··· Records to process ···
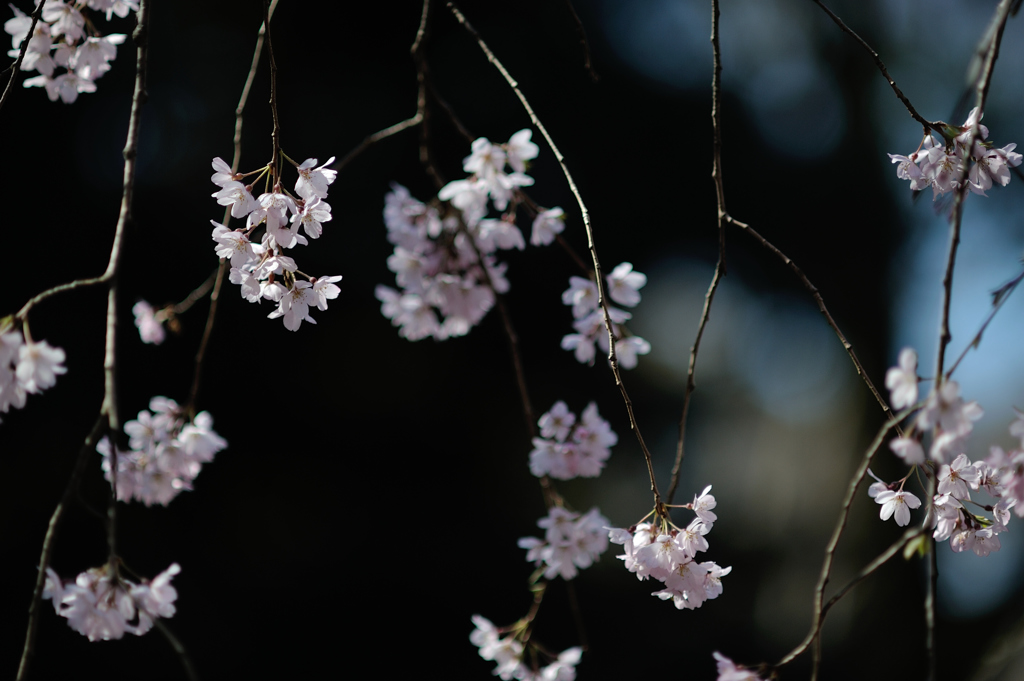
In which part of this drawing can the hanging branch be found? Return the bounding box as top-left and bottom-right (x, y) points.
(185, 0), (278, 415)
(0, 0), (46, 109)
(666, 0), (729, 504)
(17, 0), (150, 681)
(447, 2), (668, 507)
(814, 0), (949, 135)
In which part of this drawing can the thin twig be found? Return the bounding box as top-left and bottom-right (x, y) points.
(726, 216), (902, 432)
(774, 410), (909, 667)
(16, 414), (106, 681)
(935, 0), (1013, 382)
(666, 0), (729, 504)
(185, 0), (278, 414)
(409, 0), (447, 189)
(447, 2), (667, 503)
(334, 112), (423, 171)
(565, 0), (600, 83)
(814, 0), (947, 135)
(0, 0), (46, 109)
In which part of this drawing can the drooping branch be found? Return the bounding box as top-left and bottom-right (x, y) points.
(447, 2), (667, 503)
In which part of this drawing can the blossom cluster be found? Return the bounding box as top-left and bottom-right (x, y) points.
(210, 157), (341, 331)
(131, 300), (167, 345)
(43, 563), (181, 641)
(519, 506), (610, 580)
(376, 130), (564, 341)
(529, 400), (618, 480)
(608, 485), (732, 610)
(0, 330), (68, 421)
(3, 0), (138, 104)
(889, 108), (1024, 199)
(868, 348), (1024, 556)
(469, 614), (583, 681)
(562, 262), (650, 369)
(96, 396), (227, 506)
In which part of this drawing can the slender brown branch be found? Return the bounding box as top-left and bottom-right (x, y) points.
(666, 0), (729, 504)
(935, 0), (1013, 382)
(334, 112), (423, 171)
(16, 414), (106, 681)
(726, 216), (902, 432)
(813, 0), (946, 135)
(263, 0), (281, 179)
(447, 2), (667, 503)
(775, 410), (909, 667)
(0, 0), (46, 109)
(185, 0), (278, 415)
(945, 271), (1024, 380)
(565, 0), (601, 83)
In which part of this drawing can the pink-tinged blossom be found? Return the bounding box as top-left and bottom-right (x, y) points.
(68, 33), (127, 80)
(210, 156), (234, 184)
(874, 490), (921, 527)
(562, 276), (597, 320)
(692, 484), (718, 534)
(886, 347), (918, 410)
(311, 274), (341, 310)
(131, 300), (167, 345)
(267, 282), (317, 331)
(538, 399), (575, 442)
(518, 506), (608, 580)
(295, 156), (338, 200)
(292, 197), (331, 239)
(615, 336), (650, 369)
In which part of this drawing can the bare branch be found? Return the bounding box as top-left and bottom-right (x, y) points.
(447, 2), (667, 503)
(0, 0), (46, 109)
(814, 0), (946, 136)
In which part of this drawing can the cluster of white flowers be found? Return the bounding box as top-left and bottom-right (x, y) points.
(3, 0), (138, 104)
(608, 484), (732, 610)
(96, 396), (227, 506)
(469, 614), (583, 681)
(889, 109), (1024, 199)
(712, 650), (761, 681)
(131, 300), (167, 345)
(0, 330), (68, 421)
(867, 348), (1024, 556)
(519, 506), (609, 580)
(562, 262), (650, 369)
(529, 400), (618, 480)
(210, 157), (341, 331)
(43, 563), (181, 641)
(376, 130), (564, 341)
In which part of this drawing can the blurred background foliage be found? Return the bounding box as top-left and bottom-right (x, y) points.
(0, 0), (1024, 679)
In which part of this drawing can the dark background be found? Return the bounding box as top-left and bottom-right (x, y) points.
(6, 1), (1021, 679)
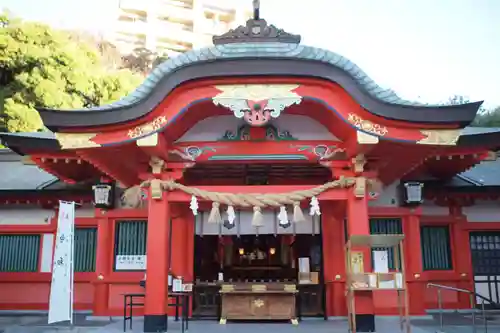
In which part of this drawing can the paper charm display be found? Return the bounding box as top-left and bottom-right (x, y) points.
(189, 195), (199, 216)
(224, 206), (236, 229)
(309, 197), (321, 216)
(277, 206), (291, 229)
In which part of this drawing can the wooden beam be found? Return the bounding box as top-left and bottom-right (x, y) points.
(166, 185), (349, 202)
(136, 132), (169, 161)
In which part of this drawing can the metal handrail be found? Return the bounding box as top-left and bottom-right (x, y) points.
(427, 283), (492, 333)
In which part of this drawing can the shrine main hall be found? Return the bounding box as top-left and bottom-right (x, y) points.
···
··· Records to process ···
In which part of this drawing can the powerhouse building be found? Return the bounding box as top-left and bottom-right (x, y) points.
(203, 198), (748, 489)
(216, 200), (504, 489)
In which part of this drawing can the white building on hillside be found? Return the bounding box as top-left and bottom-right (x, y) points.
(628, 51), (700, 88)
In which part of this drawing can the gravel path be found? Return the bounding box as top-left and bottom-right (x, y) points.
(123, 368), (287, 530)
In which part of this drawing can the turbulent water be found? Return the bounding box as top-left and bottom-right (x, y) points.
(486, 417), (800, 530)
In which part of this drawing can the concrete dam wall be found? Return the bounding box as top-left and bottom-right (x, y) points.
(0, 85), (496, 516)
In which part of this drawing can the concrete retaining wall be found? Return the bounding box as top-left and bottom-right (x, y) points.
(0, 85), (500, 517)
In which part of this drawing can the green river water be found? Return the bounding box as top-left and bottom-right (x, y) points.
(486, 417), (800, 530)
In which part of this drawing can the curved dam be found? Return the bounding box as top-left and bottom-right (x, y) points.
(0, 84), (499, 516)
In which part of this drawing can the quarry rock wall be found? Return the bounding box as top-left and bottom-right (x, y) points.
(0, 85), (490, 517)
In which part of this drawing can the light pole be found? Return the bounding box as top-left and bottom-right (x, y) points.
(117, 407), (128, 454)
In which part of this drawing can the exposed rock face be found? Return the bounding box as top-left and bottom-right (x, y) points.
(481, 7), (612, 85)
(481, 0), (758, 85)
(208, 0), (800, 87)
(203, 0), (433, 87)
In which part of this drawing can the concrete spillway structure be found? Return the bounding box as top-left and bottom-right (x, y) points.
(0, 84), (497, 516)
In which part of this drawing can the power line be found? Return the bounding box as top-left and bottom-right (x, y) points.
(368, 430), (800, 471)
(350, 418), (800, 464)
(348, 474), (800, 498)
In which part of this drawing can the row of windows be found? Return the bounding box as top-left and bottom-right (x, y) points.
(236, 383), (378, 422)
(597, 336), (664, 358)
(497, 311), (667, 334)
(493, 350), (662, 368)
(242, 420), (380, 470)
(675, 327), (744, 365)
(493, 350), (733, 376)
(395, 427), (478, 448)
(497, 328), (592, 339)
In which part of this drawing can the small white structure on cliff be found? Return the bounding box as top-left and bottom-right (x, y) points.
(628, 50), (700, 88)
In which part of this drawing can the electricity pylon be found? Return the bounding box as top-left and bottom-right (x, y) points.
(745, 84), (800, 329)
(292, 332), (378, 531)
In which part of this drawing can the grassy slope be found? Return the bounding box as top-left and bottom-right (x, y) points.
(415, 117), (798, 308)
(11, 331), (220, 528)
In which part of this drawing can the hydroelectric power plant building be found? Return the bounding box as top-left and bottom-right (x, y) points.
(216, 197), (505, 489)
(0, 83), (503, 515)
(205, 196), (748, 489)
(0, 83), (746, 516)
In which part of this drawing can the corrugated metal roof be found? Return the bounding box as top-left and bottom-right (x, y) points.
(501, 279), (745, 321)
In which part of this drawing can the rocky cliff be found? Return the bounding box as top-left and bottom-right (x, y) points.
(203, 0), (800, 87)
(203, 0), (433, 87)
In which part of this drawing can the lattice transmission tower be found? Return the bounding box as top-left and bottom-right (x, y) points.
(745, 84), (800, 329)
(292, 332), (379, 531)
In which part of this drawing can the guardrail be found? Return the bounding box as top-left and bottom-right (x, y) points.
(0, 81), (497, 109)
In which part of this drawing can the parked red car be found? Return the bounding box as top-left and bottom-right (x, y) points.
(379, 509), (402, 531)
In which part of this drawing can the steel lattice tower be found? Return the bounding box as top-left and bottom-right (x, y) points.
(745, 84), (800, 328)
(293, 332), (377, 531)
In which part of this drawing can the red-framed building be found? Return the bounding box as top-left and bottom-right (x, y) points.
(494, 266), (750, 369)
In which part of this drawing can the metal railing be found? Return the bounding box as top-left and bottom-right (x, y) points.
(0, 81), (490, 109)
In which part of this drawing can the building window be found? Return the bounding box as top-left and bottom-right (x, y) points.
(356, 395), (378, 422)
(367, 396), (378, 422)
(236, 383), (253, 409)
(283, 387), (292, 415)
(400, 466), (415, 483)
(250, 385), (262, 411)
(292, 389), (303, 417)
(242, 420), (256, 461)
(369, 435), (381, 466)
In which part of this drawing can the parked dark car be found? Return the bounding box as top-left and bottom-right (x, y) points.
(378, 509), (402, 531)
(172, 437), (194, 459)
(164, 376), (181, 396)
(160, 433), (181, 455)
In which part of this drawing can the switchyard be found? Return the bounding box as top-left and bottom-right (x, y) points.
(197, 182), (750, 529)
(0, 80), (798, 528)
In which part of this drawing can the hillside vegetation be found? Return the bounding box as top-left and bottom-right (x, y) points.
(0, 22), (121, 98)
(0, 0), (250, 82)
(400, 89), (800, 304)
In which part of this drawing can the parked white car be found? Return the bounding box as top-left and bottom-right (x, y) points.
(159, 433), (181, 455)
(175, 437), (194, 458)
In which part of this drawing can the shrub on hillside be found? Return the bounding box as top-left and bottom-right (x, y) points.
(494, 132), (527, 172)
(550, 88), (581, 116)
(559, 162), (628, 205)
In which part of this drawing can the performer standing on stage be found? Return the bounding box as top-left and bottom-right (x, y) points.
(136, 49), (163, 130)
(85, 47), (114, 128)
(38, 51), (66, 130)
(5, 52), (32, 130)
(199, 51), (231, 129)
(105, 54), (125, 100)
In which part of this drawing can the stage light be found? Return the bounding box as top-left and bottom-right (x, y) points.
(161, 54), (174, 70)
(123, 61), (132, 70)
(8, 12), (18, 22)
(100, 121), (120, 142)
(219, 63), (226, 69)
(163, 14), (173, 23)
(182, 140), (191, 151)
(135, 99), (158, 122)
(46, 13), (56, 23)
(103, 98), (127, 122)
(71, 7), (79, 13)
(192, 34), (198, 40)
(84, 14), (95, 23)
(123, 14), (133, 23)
···
Exercise prompt - Reproduce the records verbatim, from the line containing "In which part of this drawing can the small" through the line containing "(628, 50), (700, 88)", with both of those lines included.

Result below -
In which part of this drawing can the small white structure on cliff be found? Return the bounding box as top-left and bottom-right (x, y) points.
(628, 50), (700, 88)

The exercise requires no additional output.